--- BEGIN Excerpted data ---

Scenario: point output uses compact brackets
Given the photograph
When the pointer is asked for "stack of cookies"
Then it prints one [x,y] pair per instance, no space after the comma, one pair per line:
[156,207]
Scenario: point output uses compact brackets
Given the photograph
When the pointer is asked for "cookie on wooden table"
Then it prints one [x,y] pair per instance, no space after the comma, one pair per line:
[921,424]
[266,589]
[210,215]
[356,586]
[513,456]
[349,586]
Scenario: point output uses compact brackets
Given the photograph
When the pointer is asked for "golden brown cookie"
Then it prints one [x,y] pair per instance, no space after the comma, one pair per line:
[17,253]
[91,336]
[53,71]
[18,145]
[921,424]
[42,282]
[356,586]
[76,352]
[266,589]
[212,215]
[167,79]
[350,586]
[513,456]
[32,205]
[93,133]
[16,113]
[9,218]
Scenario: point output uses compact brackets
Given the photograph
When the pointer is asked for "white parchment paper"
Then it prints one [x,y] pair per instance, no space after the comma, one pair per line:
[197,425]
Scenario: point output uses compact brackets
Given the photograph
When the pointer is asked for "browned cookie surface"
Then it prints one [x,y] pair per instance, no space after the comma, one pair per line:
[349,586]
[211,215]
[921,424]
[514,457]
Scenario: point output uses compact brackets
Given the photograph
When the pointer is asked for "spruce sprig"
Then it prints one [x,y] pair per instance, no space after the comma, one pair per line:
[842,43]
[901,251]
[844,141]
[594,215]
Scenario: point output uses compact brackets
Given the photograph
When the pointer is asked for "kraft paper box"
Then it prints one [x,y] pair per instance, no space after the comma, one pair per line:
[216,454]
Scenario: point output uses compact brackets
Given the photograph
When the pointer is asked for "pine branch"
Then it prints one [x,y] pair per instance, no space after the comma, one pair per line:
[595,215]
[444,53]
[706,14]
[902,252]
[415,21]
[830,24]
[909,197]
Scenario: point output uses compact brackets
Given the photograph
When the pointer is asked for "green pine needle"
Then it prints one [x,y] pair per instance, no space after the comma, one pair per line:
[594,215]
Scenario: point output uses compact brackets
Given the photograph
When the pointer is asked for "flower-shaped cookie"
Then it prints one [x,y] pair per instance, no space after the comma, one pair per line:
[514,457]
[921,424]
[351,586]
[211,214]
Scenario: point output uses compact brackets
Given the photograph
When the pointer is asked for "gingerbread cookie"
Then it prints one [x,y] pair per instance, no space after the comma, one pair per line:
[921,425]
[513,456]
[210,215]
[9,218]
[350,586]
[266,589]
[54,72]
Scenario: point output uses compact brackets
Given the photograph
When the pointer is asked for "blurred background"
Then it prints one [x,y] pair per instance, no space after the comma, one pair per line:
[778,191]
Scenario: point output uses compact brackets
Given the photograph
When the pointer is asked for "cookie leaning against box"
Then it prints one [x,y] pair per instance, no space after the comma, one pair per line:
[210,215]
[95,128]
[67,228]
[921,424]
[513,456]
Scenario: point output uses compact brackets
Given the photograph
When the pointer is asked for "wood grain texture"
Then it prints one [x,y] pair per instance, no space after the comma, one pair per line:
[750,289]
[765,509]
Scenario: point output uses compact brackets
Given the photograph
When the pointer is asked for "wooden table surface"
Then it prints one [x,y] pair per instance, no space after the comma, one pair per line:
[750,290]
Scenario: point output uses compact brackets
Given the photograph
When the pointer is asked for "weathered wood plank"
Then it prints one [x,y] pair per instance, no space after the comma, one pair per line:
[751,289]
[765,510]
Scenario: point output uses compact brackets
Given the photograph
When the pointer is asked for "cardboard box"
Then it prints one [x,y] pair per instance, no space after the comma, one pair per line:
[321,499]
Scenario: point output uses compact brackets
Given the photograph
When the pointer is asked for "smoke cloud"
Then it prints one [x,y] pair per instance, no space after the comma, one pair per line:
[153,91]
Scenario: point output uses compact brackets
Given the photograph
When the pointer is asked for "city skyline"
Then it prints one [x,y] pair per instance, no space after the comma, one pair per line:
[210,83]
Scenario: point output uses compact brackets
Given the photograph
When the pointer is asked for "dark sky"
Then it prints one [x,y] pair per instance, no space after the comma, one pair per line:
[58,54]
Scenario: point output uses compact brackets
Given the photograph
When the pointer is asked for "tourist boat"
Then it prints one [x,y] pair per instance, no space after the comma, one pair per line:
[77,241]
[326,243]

--- END Excerpted data ---

Stated exercise:
List every line of the listing that contains the word "paper".

Reply to the exercise:
When the pointer is asked for "white parchment paper"
When the pointer is asked for "kraft paper box"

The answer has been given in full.